Please write the listing below out again exactly, leaving every picture behind.
* BEGIN STORED RECORDS *
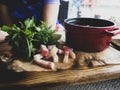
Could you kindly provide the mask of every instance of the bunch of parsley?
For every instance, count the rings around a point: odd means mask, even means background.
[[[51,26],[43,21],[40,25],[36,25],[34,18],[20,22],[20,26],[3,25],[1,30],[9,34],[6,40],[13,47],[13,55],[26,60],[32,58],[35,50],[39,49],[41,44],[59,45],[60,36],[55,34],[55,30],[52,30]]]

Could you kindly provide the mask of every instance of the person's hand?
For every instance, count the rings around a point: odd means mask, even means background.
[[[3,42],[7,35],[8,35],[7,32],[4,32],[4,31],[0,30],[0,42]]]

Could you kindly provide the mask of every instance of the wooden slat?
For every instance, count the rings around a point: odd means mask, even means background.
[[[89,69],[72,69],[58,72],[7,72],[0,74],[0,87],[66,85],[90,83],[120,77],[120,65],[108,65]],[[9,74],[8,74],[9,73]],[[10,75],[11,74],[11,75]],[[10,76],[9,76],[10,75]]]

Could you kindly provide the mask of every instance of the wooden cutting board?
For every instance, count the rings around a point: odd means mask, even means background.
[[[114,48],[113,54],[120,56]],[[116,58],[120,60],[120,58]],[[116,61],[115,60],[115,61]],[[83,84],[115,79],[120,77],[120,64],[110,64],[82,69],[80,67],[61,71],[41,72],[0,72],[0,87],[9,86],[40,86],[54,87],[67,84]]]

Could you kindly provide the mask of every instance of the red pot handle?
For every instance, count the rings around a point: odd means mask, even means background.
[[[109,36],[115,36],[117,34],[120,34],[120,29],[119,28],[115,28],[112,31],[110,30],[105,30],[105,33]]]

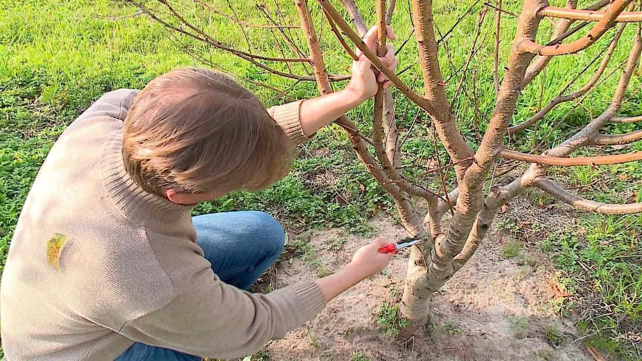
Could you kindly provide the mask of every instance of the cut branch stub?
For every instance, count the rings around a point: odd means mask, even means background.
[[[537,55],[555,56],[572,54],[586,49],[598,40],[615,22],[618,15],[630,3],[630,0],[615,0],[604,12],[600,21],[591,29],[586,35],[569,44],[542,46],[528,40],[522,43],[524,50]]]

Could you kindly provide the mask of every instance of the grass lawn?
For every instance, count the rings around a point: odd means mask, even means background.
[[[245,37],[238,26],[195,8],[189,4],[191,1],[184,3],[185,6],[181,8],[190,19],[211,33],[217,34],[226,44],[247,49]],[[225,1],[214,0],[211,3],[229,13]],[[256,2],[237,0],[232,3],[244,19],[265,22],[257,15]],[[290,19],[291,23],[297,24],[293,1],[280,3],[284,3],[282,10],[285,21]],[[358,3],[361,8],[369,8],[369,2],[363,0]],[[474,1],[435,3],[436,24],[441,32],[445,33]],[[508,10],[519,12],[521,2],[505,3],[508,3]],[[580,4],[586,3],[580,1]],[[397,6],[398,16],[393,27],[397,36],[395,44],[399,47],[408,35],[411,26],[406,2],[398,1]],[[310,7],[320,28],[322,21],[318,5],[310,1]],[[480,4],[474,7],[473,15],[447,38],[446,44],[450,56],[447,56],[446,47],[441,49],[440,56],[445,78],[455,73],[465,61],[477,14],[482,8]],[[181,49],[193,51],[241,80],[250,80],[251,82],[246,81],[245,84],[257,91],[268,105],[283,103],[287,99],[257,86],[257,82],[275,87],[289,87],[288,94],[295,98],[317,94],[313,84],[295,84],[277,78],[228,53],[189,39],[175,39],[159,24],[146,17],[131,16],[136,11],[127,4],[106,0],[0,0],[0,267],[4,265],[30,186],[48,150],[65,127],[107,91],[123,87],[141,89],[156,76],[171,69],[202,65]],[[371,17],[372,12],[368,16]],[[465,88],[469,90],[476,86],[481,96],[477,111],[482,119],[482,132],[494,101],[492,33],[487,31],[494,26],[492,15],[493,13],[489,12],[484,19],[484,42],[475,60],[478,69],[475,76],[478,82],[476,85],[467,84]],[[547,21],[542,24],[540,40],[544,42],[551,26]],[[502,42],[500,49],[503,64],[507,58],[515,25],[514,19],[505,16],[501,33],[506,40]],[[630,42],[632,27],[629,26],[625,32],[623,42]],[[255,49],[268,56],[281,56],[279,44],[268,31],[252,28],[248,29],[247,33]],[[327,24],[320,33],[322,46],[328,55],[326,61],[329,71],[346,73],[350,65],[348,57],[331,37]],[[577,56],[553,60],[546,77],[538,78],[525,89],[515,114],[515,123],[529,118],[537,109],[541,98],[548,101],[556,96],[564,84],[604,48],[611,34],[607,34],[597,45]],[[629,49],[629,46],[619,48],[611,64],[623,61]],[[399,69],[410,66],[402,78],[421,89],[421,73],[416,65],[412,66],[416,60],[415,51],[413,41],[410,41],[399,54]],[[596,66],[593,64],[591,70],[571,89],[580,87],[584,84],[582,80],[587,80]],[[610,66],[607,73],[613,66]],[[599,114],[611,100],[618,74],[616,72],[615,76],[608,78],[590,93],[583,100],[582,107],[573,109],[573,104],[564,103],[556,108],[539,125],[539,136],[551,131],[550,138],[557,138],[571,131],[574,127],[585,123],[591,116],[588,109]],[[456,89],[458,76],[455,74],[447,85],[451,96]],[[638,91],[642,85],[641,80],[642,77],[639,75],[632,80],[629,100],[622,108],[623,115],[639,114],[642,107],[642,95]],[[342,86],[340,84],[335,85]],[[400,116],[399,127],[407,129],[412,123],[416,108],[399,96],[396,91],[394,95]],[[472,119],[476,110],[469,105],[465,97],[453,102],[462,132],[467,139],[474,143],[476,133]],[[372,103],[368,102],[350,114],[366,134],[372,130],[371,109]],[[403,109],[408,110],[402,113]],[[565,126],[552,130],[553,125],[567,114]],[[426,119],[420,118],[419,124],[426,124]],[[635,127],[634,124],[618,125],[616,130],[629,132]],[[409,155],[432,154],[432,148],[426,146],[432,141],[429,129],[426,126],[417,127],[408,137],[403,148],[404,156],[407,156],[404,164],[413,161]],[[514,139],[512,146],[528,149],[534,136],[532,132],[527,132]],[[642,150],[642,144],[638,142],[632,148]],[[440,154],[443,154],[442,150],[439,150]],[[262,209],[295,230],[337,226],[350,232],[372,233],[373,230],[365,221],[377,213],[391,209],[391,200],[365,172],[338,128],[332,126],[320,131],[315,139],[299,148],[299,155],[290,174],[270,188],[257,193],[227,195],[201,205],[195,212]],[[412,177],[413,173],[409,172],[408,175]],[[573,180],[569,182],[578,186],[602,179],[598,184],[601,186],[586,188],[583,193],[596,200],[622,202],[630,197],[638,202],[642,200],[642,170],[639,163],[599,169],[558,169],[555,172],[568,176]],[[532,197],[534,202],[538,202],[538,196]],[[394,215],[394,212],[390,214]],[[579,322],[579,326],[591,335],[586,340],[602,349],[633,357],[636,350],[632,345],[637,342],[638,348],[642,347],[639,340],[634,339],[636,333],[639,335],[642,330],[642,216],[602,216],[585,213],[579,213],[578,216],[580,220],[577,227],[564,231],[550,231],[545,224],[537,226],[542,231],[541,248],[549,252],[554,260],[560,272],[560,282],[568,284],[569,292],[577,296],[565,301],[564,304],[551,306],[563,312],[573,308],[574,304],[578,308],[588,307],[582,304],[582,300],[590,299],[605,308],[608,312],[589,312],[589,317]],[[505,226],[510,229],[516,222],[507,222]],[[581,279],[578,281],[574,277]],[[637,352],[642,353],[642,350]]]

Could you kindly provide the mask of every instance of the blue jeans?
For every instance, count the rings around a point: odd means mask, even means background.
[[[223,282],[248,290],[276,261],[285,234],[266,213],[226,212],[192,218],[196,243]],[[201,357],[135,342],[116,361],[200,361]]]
* END STORED RECORDS *
ANSWER TO THE EXERCISE
Could you kindly provide the mask of every instance of the bunch of parsley?
For every instance, count the rings around a point: odd means mask, even means background.
[[[51,26],[43,21],[40,25],[36,25],[34,18],[20,22],[20,26],[3,25],[1,30],[9,34],[6,40],[13,47],[13,55],[26,60],[32,58],[35,50],[39,49],[41,44],[59,45],[60,36],[55,34],[55,30],[52,30]]]

Could you kindly provide the mask of every instance of the person's hand?
For every instance, count the rings around a point: odd means mask, even means background.
[[[3,42],[7,35],[8,35],[7,32],[4,32],[4,31],[0,30],[0,42]]]

Could you kindly provide the mask of every instance of the wooden slat?
For every instance, count the rings around a point: odd means mask, even means background.
[[[89,69],[72,69],[58,72],[7,72],[0,74],[0,87],[66,85],[90,83],[120,77],[120,65],[108,65]],[[9,74],[8,74],[9,73]],[[10,75],[11,74],[11,75]],[[10,76],[9,76],[10,75]]]

Could you kindly provide the mask of every instance of the wooden cutting board?
For every instance, count the rings around a point: odd means mask, even means background.
[[[114,48],[113,54],[120,56]],[[116,58],[120,60],[120,58]],[[116,61],[115,60],[115,61]],[[83,84],[115,79],[120,77],[120,64],[110,64],[82,69],[80,67],[61,71],[41,72],[0,72],[0,87],[9,86],[40,86],[54,87],[67,84]]]

Could you kindly provide the mask of every instance of the red pot handle?
For every instance, count the rings around a point: odd means mask, even means background.
[[[109,36],[115,36],[117,34],[120,34],[120,29],[119,28],[115,28],[112,31],[110,30],[105,30],[105,33]]]

Could you kindly provide the mask of every instance of the cut branch stub?
For every instance, count the rings around a point: odd means mask, even means background.
[[[537,55],[555,56],[572,54],[586,49],[598,40],[615,22],[618,15],[630,3],[630,0],[615,0],[604,12],[600,21],[591,29],[586,35],[569,44],[542,46],[528,40],[522,43],[524,50]]]

Could you kindly provide the mask of every instance of the grass lawn?
For every instance, count the rings around a point: odd means mask, even means background.
[[[245,37],[238,26],[195,8],[189,4],[191,1],[184,3],[185,6],[181,8],[190,19],[211,33],[217,34],[226,44],[247,49]],[[225,1],[214,0],[211,3],[229,13]],[[256,2],[237,0],[232,3],[244,19],[265,22],[257,15]],[[290,19],[291,23],[297,24],[293,1],[280,3],[284,3],[282,10],[285,21]],[[358,3],[361,8],[369,8],[369,2],[363,0]],[[474,1],[435,3],[436,24],[441,32],[445,33]],[[508,10],[519,12],[521,2],[505,3],[508,3]],[[580,4],[586,3],[580,1]],[[397,6],[398,16],[393,27],[397,36],[395,44],[399,47],[408,35],[411,26],[406,2],[398,1]],[[310,7],[320,28],[322,21],[318,5],[310,1]],[[480,4],[474,7],[473,15],[447,38],[446,44],[450,56],[447,56],[446,47],[441,49],[440,56],[445,78],[455,73],[465,61],[477,14],[482,8]],[[181,49],[193,51],[241,80],[250,80],[251,82],[246,81],[245,84],[257,91],[268,105],[283,103],[287,99],[257,86],[257,82],[275,87],[289,87],[288,94],[295,98],[317,94],[313,84],[295,84],[277,78],[228,53],[189,39],[175,39],[159,24],[146,17],[131,16],[136,11],[127,4],[106,0],[0,0],[0,267],[4,265],[30,186],[48,150],[65,127],[107,91],[123,87],[141,89],[156,76],[171,69],[202,65]],[[371,17],[372,12],[368,16]],[[465,88],[469,90],[476,86],[481,96],[477,111],[482,119],[482,132],[494,101],[492,33],[487,31],[494,26],[492,15],[493,13],[489,12],[484,19],[484,42],[475,60],[478,69],[475,76],[478,82],[476,85],[467,84]],[[547,21],[542,24],[540,40],[544,42],[551,26]],[[502,42],[500,49],[503,64],[507,58],[515,25],[514,19],[505,16],[501,33],[506,40]],[[630,42],[632,27],[629,26],[625,32],[623,42]],[[255,49],[268,56],[281,56],[279,44],[268,31],[252,28],[248,29],[247,33]],[[327,24],[320,33],[322,46],[328,55],[326,61],[329,71],[346,73],[350,65],[348,57],[331,37]],[[577,56],[553,60],[546,77],[538,78],[525,89],[515,114],[515,123],[529,118],[537,109],[541,98],[548,101],[556,96],[564,84],[604,48],[611,34],[607,34],[597,45]],[[629,49],[629,46],[619,48],[611,64],[623,61]],[[399,69],[410,66],[402,78],[421,89],[421,73],[416,65],[412,66],[416,60],[415,51],[413,41],[410,41],[399,54]],[[596,66],[593,64],[591,70],[571,89],[580,87],[584,84],[582,80],[587,80]],[[610,66],[607,73],[613,66]],[[599,114],[611,100],[618,74],[616,72],[615,76],[608,78],[590,93],[583,100],[582,107],[573,109],[573,104],[564,103],[556,108],[539,125],[539,136],[551,131],[550,138],[557,138],[571,131],[574,127],[585,123],[591,116],[588,109]],[[456,89],[458,76],[455,74],[447,85],[451,96]],[[638,91],[642,85],[641,80],[642,77],[639,75],[632,80],[629,100],[622,108],[623,115],[639,114],[642,107],[642,95]],[[342,86],[340,84],[335,85]],[[400,116],[399,127],[407,129],[412,123],[416,108],[399,96],[396,91],[394,95]],[[472,119],[476,110],[469,105],[465,97],[453,102],[462,132],[467,139],[474,143],[476,133]],[[372,103],[368,102],[350,114],[366,134],[372,130],[371,109]],[[403,109],[408,110],[402,113]],[[565,126],[552,130],[553,125],[567,114]],[[426,119],[420,118],[419,124],[426,124]],[[635,127],[634,124],[618,125],[616,130],[629,132]],[[409,155],[432,154],[432,148],[426,146],[432,141],[429,129],[426,126],[417,127],[408,137],[403,148],[404,156],[407,156],[404,164],[413,161]],[[514,139],[512,146],[528,149],[534,136],[532,132],[527,132]],[[642,150],[642,144],[638,142],[632,148]],[[440,154],[443,154],[442,150],[439,150]],[[262,209],[295,230],[337,226],[350,232],[372,233],[373,230],[365,221],[377,213],[391,209],[391,200],[365,172],[338,128],[332,126],[320,131],[315,139],[299,148],[299,155],[290,174],[270,188],[257,193],[227,195],[201,205],[195,212]],[[412,177],[413,173],[409,172],[408,175]],[[573,180],[569,182],[578,186],[602,179],[598,184],[601,186],[586,188],[583,193],[596,200],[622,202],[630,197],[638,202],[642,200],[642,170],[639,163],[599,169],[558,169],[555,172],[568,176]],[[532,197],[534,202],[538,202],[538,196]],[[394,215],[394,212],[390,214]],[[579,322],[579,326],[591,335],[586,340],[602,349],[633,357],[636,350],[632,345],[637,342],[638,348],[642,347],[639,340],[634,339],[636,333],[639,335],[642,330],[642,216],[602,216],[585,213],[579,213],[578,216],[580,220],[577,227],[564,231],[550,231],[545,224],[537,226],[542,231],[541,248],[549,252],[554,260],[560,272],[560,282],[568,284],[569,292],[577,296],[565,301],[564,304],[551,306],[563,312],[573,308],[574,304],[578,308],[588,307],[582,304],[582,300],[590,299],[605,308],[608,312],[589,312],[589,317]],[[505,226],[510,229],[516,222],[507,222]],[[581,279],[578,281],[574,277]],[[637,352],[642,353],[642,350]]]

Could you kindly provide the mask of every instance of the blue jeans?
For every instance, count the rings around a point: odd means mask, even means background.
[[[223,282],[248,290],[276,261],[285,234],[266,213],[226,212],[192,218],[196,243]],[[201,357],[135,342],[116,361],[200,361]]]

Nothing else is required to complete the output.